Task statement -> Tell how many lines of the entries below include the string "seated". Respond with the number alone.

Records provided ->
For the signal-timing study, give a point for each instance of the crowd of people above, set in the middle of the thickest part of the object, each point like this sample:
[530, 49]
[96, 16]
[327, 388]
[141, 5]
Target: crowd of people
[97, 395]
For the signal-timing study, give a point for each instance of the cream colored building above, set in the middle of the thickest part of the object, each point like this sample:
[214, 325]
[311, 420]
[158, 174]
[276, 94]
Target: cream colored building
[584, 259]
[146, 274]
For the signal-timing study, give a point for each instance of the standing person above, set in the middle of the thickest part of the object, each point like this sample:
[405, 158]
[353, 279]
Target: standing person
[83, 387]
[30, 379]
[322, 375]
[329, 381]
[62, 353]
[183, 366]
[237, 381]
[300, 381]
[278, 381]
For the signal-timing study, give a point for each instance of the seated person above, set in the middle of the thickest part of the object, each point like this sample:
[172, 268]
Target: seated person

Exercise answer -> 2